--- Extract provided Enclosed Below ---

Why prairie voles?

Prairie voles are mostly monogamous rodents that live in the Midwest -- a location well suited to their family values. Males and females form pair-bonds, share a nest and raise young together. Because the formation of pair-bonds is rare among mammals, prairie voles have become powerful models for exploring the neural and molecular mechanisms that underlie the formation of social attachments. They also have been the subjects of an extensive history of work in population ecology. This makes them in many ways ideal model for integrating work on evolutionary processes, social behavior, neurobiology and genetics. This is the broad aim of our work on prairie voles.

Microtus ochrogaster

Microtus ochrogaster

Prairie vole natural history

Prairie voles are "socially monogamous," which means that although females and males form pair-bonds, these don't always translate into sexual exclusivity. We estimate ~25% of young are sired outside the pair-bond. Not only that, but at any given time, many males and females may be un-paired -- and being single doesn't mean these animals won't mate and have offspring. We think of the formation of a pair-bond as being a major life-history transition for prairie voles, and it is, but even among paired animals there is tremendous individual variation in social behavior. The behavior of animals is really diverse. Why? What does that mean for our understanding of the social brain?

--- End of Enclosed Extract provided ---
--- Entries provided Enclosed Below ---

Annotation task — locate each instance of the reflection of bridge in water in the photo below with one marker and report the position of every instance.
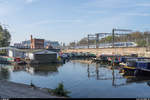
(100, 74)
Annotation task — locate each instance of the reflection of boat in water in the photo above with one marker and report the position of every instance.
(138, 66)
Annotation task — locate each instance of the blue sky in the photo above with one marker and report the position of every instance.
(71, 20)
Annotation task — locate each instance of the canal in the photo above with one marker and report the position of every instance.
(81, 78)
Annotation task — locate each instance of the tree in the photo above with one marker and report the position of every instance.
(5, 37)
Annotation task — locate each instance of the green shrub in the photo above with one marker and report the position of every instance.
(60, 91)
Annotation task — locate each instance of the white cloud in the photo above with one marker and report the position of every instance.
(143, 4)
(29, 1)
(137, 14)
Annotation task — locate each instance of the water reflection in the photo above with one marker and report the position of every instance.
(77, 75)
(41, 70)
(4, 73)
(45, 70)
(101, 73)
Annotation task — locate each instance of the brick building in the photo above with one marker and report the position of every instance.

--- End of Enclosed Entries provided ---

- **Directions**:
**A.** Write out the part of the prairie vole text from "Prairie voles are mostly" to "on prairie voles." word for word.
**B.** Summarize the prairie vole text in two sentences.

- **Results of the exercise**:
**A.**
Prairie voles are mostly monogamous rodents that live in the Midwest -- a location well suited to their family values. Males and females form pair-bonds, share a nest and raise young together. Because the formation of pair-bonds is rare among mammals, prairie voles have become powerful models for exploring the neural and molecular mechanisms that underlie the formation of social attachments. They also have been the subjects of an extensive history of work in population ecology. This makes them in many ways ideal model for integrating work on evolutionary processes, social behavior, neurobiology and genetics. This is the broad aim of our work on prairie voles.

**B.** Prairie voles are mostly monogamous Midwestern rodents whose males and females form pair-bonds, share a nest and raise young together. Because pair-bonding is rare among mammals, they are powerful models for studying social attachment, yet their monogamy is only social: an estimated ~25% of young are sired outside the pair-bond, many animals are unpaired at any given time, and social behavior varies greatly even among paired voles.